Data items
━━━━━━━━━━

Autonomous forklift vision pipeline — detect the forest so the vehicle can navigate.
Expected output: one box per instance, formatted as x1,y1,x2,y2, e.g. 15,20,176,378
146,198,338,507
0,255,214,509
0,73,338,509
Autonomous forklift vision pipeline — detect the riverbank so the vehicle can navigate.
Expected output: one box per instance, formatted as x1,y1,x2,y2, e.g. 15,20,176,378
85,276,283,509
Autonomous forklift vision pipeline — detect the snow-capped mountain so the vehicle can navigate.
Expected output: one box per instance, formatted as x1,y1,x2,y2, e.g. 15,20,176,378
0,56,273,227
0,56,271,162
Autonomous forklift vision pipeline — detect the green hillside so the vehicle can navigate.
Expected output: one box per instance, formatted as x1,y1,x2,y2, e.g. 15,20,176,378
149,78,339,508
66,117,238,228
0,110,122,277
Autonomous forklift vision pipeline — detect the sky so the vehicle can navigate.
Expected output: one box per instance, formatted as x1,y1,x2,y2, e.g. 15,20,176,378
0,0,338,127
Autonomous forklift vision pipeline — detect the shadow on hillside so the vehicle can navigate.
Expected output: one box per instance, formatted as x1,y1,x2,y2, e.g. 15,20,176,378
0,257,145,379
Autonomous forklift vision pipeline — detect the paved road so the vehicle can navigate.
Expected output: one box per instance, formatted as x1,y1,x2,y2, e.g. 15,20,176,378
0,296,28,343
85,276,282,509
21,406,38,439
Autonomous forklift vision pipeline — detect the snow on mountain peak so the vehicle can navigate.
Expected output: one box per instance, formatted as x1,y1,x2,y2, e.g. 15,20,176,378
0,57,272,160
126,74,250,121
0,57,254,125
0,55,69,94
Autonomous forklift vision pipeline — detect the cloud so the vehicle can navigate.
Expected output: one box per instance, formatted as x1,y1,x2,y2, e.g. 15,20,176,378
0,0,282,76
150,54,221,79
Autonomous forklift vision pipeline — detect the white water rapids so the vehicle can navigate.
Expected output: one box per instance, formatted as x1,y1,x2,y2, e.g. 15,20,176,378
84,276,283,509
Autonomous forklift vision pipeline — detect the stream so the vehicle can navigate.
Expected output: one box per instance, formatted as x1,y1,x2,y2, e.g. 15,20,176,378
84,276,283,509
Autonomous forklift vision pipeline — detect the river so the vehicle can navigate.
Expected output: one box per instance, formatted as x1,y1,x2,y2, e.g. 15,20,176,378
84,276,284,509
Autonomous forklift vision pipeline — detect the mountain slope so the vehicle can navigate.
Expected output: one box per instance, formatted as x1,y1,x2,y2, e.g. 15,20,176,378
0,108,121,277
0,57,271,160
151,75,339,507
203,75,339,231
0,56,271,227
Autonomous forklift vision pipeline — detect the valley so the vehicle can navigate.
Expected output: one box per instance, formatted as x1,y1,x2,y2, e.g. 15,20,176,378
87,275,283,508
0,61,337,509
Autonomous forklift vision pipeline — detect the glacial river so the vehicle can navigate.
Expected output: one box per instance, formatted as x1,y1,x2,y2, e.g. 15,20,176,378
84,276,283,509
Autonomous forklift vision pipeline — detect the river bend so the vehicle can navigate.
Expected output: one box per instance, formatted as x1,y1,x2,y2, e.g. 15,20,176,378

━━━━━━━━━━

Transcribe all of the data above, keeping each line exactly as it stands.

Finished task —
Autonomous forklift vision pipeline — detect the forest so the vehicle can navigate.
Expected output: one box per instance, formatted as x1,y1,x2,y2, e.g. 15,20,176,378
146,198,338,507
0,255,214,509
0,73,338,509
Autonomous forklift vision pipeline — detect the riverbank so the vehicle can navigate.
Expected output: one box per instance, formatted as x1,y1,x2,y2, e.g. 15,20,176,378
85,276,283,509
Autonomous forklift vision pipeline — detect the snow-capped mountain so the vehicle can navigate.
Expected output: one box per instance, formatted as x1,y1,x2,y2, e.g. 15,20,176,378
0,56,273,227
0,56,271,162
Autonomous forklift vision pipeline — detect the green hillside so the vehicle can navigate.
Expected output: one box per instance, formatted as x1,y1,x2,y2, e.g. 15,20,176,378
149,78,339,508
66,117,238,228
0,110,122,277
Autonomous forklift vision pipeline — detect the sky so the vehicle can navigate.
Expected output: one box per instance, formatted as x1,y1,x2,y2, e.g. 15,20,176,378
0,0,338,127
Autonomous forklift vision pipeline — detect the shadow on hillside so the vehicle can navigate.
Expected output: one box per instance, formatted as x1,y1,x2,y2, e.g. 15,20,176,378
0,257,145,379
Autonomous forklift vision pipeline — detect the paved road so the vehicle can navigate.
Expected output: one box per instance, formatted as x1,y1,x2,y2, e.g. 15,20,176,378
0,296,28,343
85,276,282,509
21,406,38,439
Autonomous forklift vision pipeline — detect the snow on mountain peak so the vehicle can navigate.
Expected output: one box per instance, formatted as x1,y1,x2,y2, e.g. 15,20,176,378
0,57,272,160
126,74,250,121
0,57,254,125
0,55,69,94
Autonomous forklift vision pipeline — detect the cloud so the vehicle can navigate.
Expected output: one box per instance, formatted as x1,y1,x2,y2, e.g. 15,20,176,378
0,0,282,76
150,54,221,79
Autonomous forklift vision pipeline — detect the white water rapids so the vehicle can navigate.
Expected output: one box per instance, formatted as x1,y1,x2,y2, e.g. 15,20,176,378
84,276,283,509
Autonomous forklift vision pipeline — detect the stream so the vehicle can navigate.
Expected output: one box per instance, formatted as x1,y1,x2,y2, e.g. 15,20,176,378
84,276,283,509
Autonomous forklift vision pipeline — detect the river so the vehicle can navigate.
Expected output: one box per instance, formatted as x1,y1,x2,y2, e.g. 15,20,176,378
84,276,284,509
Autonomous forklift vision pipeline — detect the mountain slope so the vehicle can navigate.
Expected output: one box per instance, formatted as x1,y1,x2,y2, e.g. 15,20,176,378
0,108,121,277
0,57,271,160
151,75,339,507
203,75,339,231
0,56,271,227
Autonomous forklift vision pipeline — detect the valley so the vehicle can navigate.
Expected output: one box per instance, formatted as x1,y1,x2,y2, e.g. 15,20,176,378
87,275,283,508
0,61,337,509
Autonomous forklift vision pipeline — detect the glacial river so the vehicle can navigate.
Expected output: one box per instance, formatted as x1,y1,x2,y2, e.g. 15,20,176,378
84,276,283,509
Autonomous forklift vision pipeline — detect the river bend so the vehicle can navigate.
Expected output: one box per instance, formatted as x1,y1,x2,y2, e.g. 15,20,176,378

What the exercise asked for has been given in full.